● **Work required**
Beginning with the line below that contains "pixel 163 280" and ending with the line that contains "pixel 315 106", copy every line exactly. Copy nothing else.

Image-grounded pointing data
<<<<
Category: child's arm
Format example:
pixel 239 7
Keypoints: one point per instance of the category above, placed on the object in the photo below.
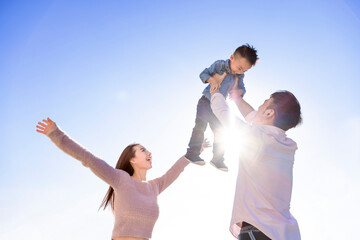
pixel 237 96
pixel 206 76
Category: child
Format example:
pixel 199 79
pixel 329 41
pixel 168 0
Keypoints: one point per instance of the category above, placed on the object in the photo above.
pixel 240 61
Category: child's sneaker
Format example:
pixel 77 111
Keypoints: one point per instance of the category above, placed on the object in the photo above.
pixel 194 159
pixel 219 164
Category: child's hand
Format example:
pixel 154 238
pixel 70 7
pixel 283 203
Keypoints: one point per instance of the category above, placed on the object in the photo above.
pixel 215 81
pixel 219 78
pixel 236 94
pixel 46 126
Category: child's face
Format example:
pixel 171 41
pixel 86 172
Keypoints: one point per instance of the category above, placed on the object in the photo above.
pixel 239 65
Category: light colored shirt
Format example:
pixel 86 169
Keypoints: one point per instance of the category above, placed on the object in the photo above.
pixel 136 208
pixel 265 176
pixel 229 82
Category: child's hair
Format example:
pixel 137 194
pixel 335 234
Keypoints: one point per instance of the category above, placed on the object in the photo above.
pixel 247 51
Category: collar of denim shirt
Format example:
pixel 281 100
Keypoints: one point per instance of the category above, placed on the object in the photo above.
pixel 227 65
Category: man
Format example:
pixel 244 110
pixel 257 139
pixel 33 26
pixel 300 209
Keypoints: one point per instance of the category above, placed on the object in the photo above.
pixel 264 182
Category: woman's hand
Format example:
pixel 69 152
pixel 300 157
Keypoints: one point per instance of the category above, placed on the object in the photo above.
pixel 46 127
pixel 205 144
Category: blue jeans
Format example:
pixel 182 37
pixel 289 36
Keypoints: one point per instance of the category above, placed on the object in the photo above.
pixel 205 115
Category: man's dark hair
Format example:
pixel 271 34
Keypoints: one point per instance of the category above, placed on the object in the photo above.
pixel 248 52
pixel 287 110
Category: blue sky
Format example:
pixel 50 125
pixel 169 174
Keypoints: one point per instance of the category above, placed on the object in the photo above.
pixel 115 72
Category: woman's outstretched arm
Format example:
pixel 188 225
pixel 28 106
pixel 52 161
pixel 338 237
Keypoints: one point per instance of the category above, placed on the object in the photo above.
pixel 64 142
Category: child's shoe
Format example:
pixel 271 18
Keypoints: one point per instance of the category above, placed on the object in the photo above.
pixel 219 164
pixel 194 159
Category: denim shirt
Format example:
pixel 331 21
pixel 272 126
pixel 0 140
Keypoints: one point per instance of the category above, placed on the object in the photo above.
pixel 220 67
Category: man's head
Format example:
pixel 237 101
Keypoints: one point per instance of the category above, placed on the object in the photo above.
pixel 243 59
pixel 281 110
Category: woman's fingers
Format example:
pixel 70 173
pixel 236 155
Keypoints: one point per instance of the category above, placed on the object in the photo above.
pixel 41 124
pixel 40 127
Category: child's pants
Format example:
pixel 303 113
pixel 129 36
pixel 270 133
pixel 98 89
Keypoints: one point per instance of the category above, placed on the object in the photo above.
pixel 205 115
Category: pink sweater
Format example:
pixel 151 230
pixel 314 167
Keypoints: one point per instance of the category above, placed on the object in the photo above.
pixel 136 208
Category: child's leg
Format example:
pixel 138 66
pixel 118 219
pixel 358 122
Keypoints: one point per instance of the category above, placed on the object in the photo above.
pixel 218 146
pixel 197 137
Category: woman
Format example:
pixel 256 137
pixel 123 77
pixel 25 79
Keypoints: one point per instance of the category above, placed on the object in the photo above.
pixel 132 198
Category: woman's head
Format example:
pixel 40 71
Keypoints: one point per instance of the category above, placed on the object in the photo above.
pixel 142 158
pixel 133 157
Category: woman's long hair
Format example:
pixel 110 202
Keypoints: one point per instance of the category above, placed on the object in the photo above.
pixel 123 164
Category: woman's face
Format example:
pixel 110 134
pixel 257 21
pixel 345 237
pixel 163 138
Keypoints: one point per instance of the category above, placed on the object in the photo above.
pixel 142 159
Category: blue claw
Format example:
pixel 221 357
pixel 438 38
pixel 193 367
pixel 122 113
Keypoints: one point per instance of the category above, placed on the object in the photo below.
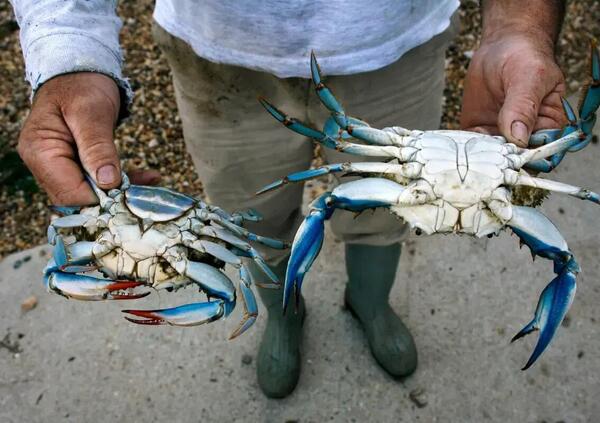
pixel 293 123
pixel 65 210
pixel 306 246
pixel 303 176
pixel 90 288
pixel 591 99
pixel 552 307
pixel 185 315
pixel 60 252
pixel 325 94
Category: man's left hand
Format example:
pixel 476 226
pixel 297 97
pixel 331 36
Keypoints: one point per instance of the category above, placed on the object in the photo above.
pixel 513 87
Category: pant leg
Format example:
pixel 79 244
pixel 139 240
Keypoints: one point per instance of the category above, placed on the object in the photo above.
pixel 407 93
pixel 236 146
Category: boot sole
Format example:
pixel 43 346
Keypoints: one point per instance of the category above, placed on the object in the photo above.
pixel 353 313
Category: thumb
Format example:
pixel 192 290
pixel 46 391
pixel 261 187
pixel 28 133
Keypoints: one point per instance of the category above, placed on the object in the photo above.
pixel 519 112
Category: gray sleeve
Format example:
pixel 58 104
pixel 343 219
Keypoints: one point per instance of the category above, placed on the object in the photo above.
pixel 64 36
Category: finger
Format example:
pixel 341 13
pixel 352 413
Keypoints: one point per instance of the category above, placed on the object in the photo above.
pixel 144 177
pixel 484 129
pixel 46 147
pixel 92 124
pixel 524 94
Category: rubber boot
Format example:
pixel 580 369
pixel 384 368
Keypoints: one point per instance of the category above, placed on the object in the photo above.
pixel 371 274
pixel 278 362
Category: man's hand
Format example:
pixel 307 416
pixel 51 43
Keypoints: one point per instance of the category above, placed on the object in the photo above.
pixel 71 126
pixel 513 84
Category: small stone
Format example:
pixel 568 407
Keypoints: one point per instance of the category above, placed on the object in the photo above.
pixel 419 397
pixel 29 303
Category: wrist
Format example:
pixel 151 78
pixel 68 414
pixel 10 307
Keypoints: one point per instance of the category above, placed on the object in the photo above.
pixel 542 40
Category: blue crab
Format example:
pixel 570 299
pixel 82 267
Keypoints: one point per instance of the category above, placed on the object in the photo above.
pixel 447 182
pixel 153 236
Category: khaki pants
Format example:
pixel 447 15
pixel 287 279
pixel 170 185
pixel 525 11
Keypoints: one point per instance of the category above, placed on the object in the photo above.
pixel 237 147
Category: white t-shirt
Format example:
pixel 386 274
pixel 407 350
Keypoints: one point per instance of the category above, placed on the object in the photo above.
pixel 276 36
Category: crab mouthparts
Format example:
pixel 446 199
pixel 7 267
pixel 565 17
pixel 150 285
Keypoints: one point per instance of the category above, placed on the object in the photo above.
pixel 125 290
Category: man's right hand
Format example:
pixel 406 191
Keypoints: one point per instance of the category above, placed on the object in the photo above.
pixel 71 126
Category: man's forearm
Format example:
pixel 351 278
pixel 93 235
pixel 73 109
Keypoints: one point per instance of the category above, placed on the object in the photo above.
pixel 64 36
pixel 541 18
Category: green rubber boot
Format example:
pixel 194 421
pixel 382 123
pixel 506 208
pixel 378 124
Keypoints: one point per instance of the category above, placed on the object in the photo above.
pixel 371 274
pixel 278 361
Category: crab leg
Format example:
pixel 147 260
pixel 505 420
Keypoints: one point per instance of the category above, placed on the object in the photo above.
pixel 69 221
pixel 76 257
pixel 408 170
pixel 544 239
pixel 250 311
pixel 241 231
pixel 581 193
pixel 244 249
pixel 354 196
pixel 328 141
pixel 351 126
pixel 588 105
pixel 591 99
pixel 212 281
pixel 88 288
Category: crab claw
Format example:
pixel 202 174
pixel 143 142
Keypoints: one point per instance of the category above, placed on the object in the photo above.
pixel 185 315
pixel 552 307
pixel 89 288
pixel 305 248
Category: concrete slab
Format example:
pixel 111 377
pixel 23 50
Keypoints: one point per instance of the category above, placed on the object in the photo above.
pixel 463 298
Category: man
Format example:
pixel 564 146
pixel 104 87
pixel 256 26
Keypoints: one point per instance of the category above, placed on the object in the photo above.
pixel 385 61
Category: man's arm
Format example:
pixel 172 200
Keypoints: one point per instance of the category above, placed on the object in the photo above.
pixel 73 63
pixel 513 84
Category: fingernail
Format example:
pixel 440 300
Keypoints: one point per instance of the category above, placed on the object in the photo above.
pixel 107 175
pixel 519 131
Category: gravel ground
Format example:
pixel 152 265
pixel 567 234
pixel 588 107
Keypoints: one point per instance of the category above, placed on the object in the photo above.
pixel 152 137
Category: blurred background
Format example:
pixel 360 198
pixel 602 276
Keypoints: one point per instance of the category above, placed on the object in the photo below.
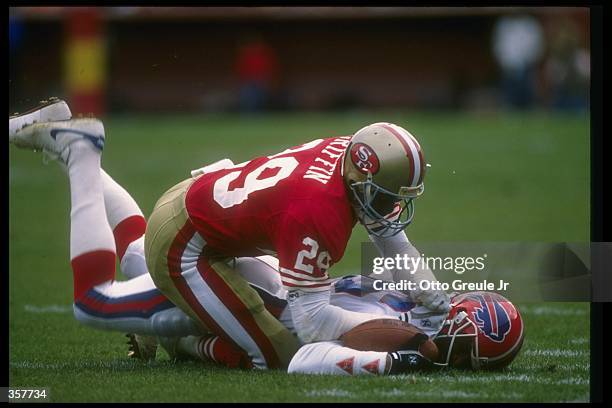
pixel 253 59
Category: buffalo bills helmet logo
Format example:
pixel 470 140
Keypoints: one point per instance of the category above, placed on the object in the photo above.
pixel 491 317
pixel 364 158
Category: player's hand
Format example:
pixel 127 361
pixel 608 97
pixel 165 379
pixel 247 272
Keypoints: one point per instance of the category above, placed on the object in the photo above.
pixel 435 300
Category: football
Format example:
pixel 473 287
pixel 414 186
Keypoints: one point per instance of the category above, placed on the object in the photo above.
pixel 389 335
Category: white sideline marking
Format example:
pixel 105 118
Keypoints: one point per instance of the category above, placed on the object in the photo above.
pixel 48 309
pixel 38 365
pixel 552 311
pixel 557 353
pixel 525 378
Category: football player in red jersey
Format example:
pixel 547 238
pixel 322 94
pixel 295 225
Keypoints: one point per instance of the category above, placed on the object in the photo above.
pixel 301 204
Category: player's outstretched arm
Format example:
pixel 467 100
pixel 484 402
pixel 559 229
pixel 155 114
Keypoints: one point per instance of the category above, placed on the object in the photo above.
pixel 436 300
pixel 315 319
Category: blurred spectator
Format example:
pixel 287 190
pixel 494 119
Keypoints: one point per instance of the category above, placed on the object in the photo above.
pixel 518 44
pixel 568 68
pixel 257 70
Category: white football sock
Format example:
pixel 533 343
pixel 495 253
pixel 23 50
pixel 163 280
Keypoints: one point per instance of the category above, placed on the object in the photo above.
pixel 330 357
pixel 89 228
pixel 118 202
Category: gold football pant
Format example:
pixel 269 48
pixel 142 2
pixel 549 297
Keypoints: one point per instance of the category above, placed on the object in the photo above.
pixel 209 290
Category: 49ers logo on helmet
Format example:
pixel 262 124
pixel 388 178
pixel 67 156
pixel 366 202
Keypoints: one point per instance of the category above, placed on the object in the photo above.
pixel 491 317
pixel 364 158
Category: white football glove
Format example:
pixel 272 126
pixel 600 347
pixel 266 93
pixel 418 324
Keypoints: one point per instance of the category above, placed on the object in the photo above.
pixel 435 300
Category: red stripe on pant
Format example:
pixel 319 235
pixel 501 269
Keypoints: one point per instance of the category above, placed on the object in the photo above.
pixel 174 266
pixel 239 310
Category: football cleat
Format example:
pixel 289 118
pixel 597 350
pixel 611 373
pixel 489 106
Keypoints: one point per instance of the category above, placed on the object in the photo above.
pixel 49 110
pixel 384 167
pixel 55 138
pixel 483 330
pixel 142 347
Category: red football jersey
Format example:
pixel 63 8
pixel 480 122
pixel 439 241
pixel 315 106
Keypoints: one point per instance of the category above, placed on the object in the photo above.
pixel 293 204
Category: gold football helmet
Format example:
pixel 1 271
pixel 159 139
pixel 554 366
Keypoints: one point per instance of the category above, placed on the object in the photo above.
pixel 384 167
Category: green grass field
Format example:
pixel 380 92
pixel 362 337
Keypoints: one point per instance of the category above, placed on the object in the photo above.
pixel 493 177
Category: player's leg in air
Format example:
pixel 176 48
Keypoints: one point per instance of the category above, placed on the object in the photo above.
pixel 105 222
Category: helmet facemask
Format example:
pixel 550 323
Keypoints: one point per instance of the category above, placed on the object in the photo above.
pixel 460 342
pixel 382 212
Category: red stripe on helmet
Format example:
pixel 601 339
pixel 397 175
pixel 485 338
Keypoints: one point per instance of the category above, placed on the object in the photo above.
pixel 406 148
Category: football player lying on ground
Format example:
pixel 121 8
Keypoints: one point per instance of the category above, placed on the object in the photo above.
pixel 190 238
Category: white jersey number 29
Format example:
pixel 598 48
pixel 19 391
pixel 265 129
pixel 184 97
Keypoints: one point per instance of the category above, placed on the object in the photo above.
pixel 227 198
pixel 323 260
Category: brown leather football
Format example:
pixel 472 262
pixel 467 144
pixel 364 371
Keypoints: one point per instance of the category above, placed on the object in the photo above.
pixel 389 335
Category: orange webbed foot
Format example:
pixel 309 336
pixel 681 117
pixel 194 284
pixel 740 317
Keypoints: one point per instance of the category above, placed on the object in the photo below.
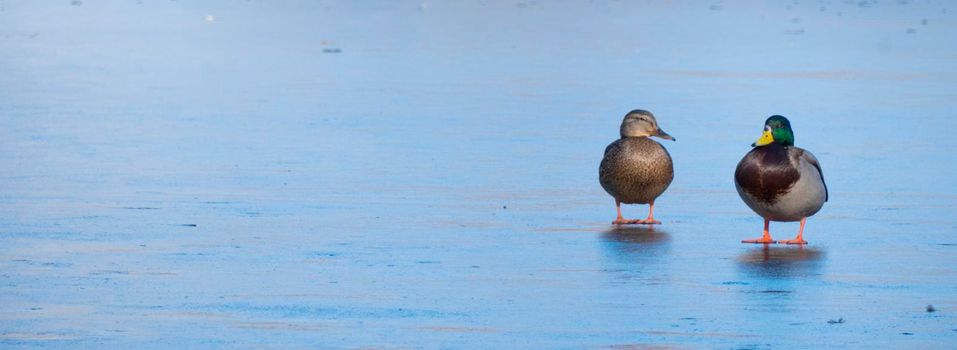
pixel 793 241
pixel 764 240
pixel 627 222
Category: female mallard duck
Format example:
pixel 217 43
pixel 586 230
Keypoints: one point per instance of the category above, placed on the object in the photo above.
pixel 780 182
pixel 635 168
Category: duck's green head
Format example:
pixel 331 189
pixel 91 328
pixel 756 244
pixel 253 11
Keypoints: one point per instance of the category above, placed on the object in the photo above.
pixel 639 123
pixel 777 129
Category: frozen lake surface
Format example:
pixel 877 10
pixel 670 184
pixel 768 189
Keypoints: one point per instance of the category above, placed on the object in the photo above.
pixel 224 174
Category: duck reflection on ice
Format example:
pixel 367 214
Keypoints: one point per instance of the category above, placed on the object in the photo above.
pixel 781 262
pixel 636 240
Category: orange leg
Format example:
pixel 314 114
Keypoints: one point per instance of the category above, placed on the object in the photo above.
pixel 765 238
pixel 800 238
pixel 651 216
pixel 622 221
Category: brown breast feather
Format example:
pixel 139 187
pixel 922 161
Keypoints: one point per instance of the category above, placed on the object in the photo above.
pixel 766 172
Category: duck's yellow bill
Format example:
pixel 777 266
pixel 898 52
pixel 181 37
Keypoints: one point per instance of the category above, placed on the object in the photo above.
pixel 766 139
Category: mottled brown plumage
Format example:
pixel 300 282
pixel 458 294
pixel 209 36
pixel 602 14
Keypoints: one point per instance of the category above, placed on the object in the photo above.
pixel 636 169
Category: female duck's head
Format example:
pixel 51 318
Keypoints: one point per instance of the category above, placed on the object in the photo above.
pixel 777 129
pixel 640 123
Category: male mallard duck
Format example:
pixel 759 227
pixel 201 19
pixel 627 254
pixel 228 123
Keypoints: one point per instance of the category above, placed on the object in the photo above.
pixel 635 168
pixel 780 182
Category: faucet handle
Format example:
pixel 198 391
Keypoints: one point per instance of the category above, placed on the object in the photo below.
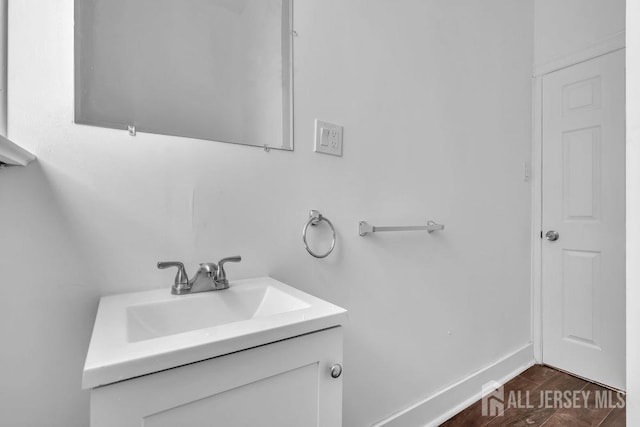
>>>>
● **Solution to the problem**
pixel 163 280
Keypoints: one point per instance of the category above, placed on the object in the photo above.
pixel 330 357
pixel 89 228
pixel 118 202
Category: gold football pant
Format example:
pixel 269 48
pixel 142 2
pixel 549 297
Keypoints: one point per instance of the category above, placed on the object in the photo above.
pixel 209 290
Category: 49ers logo on helmet
Format example:
pixel 262 124
pixel 388 178
pixel 67 156
pixel 366 202
Keypoints: one point per instance of the category above, placed on the object in the photo above.
pixel 491 317
pixel 364 158
Category: white football glove
Format example:
pixel 272 126
pixel 600 347
pixel 266 93
pixel 418 324
Keypoints: one point per instance of the category above, placed on the object in the photo above.
pixel 435 300
Category: red stripe on pant
Format example:
pixel 319 235
pixel 501 269
Keypoints: one point per instance of the category above, placed on the object in the photo above.
pixel 174 266
pixel 239 310
Category: football cleat
Format example:
pixel 289 118
pixel 597 350
pixel 611 373
pixel 489 106
Keypoints: one point per instance of the category above, placed on the object in the photo above.
pixel 49 110
pixel 384 167
pixel 55 138
pixel 483 330
pixel 142 347
Category: red football jersey
Format example:
pixel 63 8
pixel 480 122
pixel 439 241
pixel 315 106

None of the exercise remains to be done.